Then the process determines what type of word the smallest word is
in step 550, which is the word with the minimum number of
resources. If this word type is Idx, data is retrieved from the Idx
data structure in step 551. If this word type is not Idx, data is
retrieved from the AccIdx data structure or the AccCache data
structure in step 552. In the case that the word type is Idx, all
of the data from the Idx data structure is retrieved and processed
in memory due to the small number of resources. In the case that
the AccIdx data structure or the AccCache data structure is used,
cursors for data files are opened, starting with the first
register, then the second register, etc. until the end of the file
is reached. All of the account files are opened up front, and then
cursors are used to fetch data. For each resource it is determined
if the resource number exists in all of the other words. Since the
AccIdx data structure has less data than the IdxAcc data structure,
the AccIdx data structure is searched first and then the IdxAcc
data structure is searched if the query is not found in the AccIdx
data structure. The same procedure is done for the Cache data
structure, first the AccCache data structure is searched and then
the Cache data structure. If the resource number is found in all of
the words, the resource number satisfies the search criteria.
[0096] Then the query score is calculated in step 553, which
depends on the score of each of the words, being a simple mean of
all the scores. The data in memory is sorted for the query score,
and a final resource list is built. It is determined in step 554 if
advanced query parameters are selected. If advanced query
parameters are selected, it is verified that the resource number
has been found for all of the words in the previous search list.
Then it is determined if the resource number satisfies the advanced
search criteria in step 554. If the resource number satisfies the
advanced search criteria, the resource number is appended to the
final search results as a new list. After the final list of
resources is obtained, resource details such as, but not limited
to, URL, resource fragments, size and other parameters relative to
the resource are obtained in step 555.
[0097] FIG. 13 is a flow diagram illustrating an exemplary process
for building a targeted sample of resources, in accordance with an
embodiment of the present invention. This process creates an index
for a list of sites and an index for a list of sites that satisfies
search criteria. This process is used when building a search
account with a very small sample of resources compared to the
overall number of resources inside the system. For example, without
limitation, this process may be used for site search lists. This
process may also be used for accounts having search criteria so
small that a targeted procedure is needed for performance
reasons.

Required work =
Reproduce the portion of the search-process description between "[0096] Then the" and "in step 555.", inclusive. The lines that follow are from a separate source, not from the search-process description.

Data lines =
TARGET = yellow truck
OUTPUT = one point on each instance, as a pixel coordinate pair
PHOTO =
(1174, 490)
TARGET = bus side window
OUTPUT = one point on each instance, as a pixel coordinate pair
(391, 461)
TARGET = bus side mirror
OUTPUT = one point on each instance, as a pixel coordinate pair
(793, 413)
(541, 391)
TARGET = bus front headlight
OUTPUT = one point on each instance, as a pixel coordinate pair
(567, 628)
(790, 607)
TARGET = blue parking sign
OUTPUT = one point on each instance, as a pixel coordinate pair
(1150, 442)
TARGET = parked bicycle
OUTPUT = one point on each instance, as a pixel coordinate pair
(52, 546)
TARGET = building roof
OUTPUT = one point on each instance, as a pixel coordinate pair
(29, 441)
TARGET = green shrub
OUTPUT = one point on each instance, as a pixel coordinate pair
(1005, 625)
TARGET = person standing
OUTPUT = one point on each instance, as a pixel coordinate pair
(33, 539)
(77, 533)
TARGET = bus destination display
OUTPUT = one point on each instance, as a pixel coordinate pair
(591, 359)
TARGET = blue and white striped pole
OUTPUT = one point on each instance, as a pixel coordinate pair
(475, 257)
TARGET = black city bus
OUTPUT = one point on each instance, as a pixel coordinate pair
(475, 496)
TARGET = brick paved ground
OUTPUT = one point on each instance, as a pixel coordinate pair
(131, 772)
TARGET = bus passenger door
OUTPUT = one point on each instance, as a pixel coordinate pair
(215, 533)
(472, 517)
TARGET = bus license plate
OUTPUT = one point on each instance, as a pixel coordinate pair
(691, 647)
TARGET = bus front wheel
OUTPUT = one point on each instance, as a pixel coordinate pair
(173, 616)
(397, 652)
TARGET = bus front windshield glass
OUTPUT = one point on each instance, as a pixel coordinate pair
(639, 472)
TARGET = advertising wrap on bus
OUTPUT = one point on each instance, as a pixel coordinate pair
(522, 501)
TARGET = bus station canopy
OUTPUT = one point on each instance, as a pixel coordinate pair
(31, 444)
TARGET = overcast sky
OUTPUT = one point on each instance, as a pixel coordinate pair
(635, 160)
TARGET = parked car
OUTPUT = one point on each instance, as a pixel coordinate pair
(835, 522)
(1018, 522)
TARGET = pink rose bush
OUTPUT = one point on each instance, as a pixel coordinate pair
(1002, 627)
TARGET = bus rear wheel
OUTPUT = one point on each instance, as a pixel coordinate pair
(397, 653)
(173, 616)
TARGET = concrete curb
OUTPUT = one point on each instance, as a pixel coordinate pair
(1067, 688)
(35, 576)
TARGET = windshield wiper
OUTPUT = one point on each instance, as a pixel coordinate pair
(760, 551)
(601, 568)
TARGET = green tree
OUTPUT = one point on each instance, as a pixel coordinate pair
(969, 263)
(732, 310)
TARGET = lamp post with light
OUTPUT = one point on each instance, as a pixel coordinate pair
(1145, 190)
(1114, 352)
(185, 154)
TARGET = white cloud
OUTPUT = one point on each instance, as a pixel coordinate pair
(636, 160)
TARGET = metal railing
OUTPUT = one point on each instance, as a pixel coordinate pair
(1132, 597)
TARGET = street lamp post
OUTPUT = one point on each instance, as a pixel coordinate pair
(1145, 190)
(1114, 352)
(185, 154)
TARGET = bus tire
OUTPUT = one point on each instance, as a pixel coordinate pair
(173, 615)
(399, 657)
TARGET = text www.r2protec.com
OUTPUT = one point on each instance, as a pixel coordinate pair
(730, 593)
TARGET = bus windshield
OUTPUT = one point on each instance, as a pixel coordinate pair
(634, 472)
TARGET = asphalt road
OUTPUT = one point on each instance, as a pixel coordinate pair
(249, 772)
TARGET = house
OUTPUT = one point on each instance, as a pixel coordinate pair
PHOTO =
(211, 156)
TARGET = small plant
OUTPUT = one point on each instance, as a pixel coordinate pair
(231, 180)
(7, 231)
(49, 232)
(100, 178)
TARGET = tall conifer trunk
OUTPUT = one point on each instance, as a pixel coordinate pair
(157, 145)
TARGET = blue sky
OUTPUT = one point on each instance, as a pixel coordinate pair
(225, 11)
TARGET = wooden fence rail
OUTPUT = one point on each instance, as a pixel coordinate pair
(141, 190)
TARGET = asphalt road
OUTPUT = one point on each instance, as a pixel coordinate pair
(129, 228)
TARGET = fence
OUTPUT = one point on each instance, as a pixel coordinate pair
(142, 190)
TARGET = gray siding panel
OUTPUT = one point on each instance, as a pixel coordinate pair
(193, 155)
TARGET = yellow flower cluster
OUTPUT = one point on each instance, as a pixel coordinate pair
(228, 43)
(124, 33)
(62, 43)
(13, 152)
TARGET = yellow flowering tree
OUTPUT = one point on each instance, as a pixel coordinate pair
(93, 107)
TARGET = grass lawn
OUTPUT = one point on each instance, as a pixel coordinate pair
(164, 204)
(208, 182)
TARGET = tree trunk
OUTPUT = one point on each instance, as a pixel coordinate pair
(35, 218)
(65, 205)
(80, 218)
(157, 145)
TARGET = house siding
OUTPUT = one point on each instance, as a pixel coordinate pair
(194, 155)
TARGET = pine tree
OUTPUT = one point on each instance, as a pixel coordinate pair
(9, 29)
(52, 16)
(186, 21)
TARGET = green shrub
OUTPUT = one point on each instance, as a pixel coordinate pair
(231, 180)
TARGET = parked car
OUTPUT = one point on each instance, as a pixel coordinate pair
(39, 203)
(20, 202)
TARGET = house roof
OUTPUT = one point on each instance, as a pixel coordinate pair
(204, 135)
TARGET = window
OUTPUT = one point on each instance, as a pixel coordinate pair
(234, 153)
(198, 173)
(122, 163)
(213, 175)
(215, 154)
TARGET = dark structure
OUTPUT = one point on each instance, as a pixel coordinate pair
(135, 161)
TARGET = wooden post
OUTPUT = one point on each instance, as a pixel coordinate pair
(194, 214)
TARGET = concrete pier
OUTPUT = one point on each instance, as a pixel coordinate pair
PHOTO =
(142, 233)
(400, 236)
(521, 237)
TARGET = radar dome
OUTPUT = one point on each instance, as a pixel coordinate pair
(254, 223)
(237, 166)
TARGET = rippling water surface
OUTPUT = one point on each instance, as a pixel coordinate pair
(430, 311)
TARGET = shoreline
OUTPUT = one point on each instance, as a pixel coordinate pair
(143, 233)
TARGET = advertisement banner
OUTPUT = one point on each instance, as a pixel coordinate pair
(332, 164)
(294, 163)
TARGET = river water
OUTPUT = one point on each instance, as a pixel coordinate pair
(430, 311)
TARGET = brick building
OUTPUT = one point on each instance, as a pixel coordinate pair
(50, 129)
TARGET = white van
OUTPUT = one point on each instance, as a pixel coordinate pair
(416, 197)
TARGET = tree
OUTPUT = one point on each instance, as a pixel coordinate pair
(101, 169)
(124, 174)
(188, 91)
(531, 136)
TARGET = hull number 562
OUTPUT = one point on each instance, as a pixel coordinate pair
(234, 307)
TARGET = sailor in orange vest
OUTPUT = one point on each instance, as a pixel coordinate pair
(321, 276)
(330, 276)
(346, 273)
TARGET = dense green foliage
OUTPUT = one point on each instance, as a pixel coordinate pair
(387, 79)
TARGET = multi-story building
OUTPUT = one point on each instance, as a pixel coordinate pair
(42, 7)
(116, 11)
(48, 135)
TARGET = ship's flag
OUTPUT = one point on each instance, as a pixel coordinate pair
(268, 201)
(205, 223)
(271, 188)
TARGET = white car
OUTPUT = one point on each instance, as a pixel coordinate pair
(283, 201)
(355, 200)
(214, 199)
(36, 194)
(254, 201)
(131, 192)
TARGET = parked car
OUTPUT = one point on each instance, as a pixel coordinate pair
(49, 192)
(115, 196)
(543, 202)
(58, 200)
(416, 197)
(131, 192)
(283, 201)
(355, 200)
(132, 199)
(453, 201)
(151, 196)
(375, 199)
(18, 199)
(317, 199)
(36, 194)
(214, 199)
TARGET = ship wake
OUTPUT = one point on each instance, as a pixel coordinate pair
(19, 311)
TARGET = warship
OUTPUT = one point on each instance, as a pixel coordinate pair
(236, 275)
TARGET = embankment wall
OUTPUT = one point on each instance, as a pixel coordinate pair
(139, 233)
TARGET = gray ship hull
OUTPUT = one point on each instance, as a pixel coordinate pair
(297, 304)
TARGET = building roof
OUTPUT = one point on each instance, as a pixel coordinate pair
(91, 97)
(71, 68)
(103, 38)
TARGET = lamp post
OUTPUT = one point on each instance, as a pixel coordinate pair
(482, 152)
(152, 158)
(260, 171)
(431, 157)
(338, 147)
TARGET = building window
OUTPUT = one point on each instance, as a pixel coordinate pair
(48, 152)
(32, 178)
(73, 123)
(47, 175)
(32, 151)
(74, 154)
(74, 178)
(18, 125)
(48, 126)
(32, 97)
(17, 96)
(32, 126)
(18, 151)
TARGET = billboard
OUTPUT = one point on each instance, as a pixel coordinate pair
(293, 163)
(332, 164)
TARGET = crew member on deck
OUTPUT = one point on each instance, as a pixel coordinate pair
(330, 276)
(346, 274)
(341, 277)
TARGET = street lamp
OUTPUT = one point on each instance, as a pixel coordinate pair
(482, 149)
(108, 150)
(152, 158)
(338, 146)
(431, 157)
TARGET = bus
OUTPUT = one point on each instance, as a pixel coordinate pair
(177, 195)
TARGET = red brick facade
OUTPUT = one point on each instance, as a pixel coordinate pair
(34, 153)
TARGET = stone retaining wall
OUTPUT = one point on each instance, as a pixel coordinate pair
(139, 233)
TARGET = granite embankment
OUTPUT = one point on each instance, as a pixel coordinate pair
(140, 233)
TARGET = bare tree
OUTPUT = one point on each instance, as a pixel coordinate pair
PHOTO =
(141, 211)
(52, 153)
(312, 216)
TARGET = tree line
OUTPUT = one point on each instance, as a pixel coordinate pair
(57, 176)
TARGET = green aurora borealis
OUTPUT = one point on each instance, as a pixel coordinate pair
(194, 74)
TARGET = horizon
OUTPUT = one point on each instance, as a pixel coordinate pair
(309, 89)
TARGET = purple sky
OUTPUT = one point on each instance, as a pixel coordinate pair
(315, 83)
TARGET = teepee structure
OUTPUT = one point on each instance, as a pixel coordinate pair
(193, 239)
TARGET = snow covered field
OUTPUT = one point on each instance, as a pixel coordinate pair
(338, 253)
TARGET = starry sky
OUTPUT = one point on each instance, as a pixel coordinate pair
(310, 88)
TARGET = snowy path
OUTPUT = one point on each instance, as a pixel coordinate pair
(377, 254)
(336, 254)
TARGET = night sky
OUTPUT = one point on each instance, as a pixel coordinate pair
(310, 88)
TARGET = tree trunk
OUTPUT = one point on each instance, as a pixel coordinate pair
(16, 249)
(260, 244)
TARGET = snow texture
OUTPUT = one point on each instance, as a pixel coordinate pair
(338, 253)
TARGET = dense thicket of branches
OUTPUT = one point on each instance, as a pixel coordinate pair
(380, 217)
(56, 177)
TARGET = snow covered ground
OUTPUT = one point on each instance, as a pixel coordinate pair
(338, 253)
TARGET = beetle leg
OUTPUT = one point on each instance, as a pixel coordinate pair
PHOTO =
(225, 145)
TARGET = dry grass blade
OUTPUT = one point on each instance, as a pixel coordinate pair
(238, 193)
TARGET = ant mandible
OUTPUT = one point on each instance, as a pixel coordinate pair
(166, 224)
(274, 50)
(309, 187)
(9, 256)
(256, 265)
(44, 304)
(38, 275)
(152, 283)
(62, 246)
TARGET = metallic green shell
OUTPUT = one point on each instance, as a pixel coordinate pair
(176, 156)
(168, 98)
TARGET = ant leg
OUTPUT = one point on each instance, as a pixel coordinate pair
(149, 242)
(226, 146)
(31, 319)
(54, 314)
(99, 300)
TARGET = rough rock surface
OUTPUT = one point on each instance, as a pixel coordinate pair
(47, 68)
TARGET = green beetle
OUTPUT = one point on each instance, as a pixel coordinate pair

Output =
[0096] Then the query score is calculated in step 553, which
depends on the score of each of the words, being a simple mean of
all the scores. The data in memory is sorted for the query score,
and a final resource list is built. It is determined in step 554 if
advanced query parameters are selected. If advanced query
parameters are selected, it is verified that the resource number
has been found for all of the words in the previous search list.
Then it is determined if the resource number satisfies the advanced
search criteria in step 554. If the resource number satisfies the
advanced search criteria, the resource number is appended to the
final search results as a new list. After the final list of
resources is obtained, resource details such as, but not limited
to, URL, resource fragments, size and other parameters relative to
the resource are obtained in step 555.